### [Material supplied]

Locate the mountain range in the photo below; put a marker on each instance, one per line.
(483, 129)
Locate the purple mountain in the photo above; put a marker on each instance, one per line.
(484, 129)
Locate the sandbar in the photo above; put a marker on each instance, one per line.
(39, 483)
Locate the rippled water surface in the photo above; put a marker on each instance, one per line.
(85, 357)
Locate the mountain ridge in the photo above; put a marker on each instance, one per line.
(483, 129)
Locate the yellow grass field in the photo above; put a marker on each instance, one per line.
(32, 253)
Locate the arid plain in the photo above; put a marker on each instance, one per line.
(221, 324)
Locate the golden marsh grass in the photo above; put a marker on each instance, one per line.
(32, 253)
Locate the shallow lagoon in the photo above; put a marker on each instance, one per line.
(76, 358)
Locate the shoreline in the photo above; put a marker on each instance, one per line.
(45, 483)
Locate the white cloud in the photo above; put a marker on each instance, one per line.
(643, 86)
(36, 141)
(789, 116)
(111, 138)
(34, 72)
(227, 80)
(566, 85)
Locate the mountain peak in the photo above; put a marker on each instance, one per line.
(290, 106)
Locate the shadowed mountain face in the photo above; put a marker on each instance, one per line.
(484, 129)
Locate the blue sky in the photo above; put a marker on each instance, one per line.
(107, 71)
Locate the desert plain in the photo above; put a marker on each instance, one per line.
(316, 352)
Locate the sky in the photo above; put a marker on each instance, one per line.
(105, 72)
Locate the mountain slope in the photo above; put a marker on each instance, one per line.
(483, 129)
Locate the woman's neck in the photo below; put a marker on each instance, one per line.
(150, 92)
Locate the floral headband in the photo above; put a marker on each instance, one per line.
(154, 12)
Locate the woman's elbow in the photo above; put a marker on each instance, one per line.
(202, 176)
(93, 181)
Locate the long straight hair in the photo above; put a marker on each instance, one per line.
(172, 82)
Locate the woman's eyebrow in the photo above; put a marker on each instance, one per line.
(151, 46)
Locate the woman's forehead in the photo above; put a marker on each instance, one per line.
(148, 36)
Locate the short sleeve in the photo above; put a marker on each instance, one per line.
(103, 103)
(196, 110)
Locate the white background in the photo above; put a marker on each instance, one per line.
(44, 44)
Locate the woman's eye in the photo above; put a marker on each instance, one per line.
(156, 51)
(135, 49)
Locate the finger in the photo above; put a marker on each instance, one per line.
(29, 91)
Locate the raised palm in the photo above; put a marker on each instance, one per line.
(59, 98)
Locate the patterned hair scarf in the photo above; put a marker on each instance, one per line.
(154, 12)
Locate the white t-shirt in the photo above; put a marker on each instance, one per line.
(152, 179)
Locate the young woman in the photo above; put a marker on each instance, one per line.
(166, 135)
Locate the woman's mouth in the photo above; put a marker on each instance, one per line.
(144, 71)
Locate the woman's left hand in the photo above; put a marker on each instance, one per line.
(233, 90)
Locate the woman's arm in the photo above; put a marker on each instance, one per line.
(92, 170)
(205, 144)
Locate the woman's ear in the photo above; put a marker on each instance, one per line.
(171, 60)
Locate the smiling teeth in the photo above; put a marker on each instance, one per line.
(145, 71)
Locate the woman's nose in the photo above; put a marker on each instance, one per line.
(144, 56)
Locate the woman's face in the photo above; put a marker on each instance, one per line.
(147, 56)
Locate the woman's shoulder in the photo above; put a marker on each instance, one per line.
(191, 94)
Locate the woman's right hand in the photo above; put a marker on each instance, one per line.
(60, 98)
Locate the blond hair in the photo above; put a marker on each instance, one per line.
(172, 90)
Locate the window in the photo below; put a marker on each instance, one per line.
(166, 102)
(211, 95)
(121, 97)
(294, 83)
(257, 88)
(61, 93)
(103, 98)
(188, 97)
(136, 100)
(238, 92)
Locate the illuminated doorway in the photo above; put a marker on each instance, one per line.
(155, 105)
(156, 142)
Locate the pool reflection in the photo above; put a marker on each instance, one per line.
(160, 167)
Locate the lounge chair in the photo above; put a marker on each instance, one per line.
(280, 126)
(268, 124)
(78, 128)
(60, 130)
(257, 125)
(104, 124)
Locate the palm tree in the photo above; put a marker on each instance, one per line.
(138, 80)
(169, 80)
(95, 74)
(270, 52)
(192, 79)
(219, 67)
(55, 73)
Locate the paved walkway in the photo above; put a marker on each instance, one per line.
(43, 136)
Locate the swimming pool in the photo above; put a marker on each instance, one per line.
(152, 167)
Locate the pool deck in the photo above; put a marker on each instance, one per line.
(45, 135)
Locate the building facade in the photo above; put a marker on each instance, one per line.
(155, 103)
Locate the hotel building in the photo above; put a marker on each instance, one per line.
* * *
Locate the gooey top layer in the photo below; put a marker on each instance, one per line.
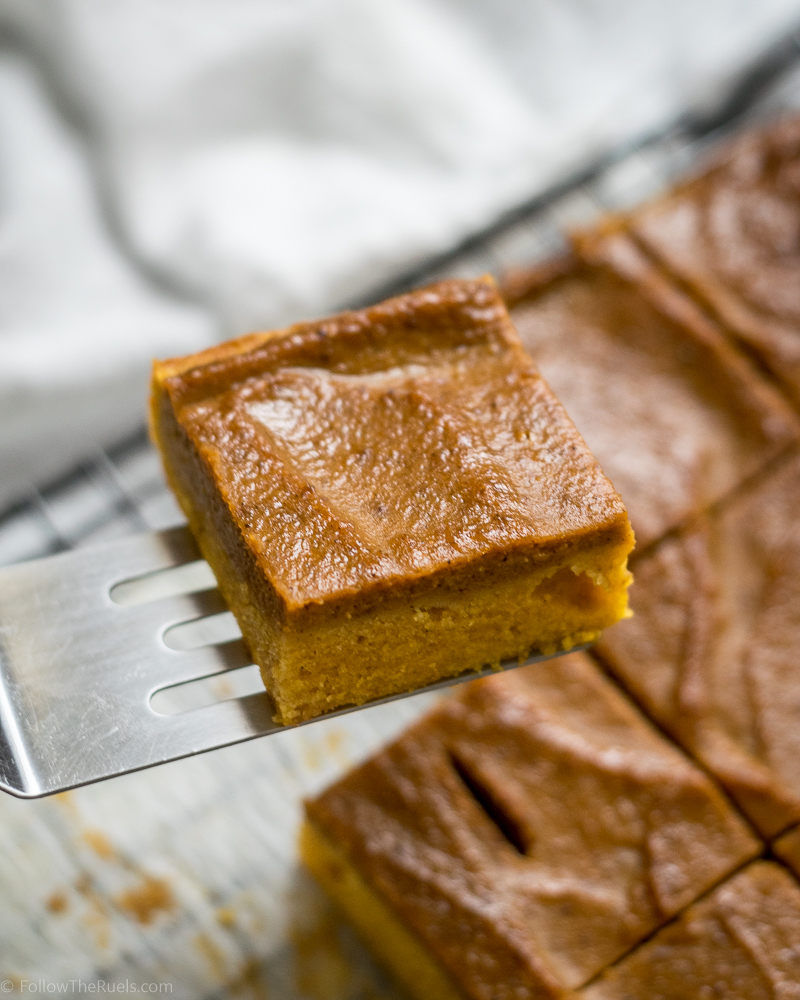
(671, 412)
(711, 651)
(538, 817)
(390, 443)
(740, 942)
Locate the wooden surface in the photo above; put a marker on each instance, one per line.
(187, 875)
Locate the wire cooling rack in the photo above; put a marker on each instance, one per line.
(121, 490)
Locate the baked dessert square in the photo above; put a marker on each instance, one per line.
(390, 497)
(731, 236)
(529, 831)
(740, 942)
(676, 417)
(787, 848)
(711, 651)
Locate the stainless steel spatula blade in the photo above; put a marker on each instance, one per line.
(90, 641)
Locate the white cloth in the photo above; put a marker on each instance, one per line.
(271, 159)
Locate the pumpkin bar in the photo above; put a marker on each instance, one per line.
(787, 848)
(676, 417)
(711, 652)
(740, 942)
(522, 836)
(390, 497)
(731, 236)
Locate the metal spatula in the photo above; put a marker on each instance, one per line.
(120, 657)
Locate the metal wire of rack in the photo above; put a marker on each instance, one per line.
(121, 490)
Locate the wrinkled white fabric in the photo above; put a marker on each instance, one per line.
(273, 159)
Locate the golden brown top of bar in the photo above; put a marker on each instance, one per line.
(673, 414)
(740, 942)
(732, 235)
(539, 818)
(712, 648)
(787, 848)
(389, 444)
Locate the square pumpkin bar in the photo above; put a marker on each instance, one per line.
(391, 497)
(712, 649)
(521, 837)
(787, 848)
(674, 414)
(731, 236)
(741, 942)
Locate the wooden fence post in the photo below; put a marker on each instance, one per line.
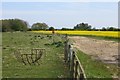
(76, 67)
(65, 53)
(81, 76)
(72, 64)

### [Aim of the task]
From the data above, output exactly the lines between the one containing "Locate the pool deck" and the one containing "Locate the hotel", counting both of them.

### [Solution for this task]
Locate the pool deck in the photo above; put a marker on each instance, one per line.
(45, 135)
Locate the building facade in the photo above; put a marker on each instance, one per line.
(155, 103)
Locate the hotel building in the photo above; put a marker on each instance, one per line.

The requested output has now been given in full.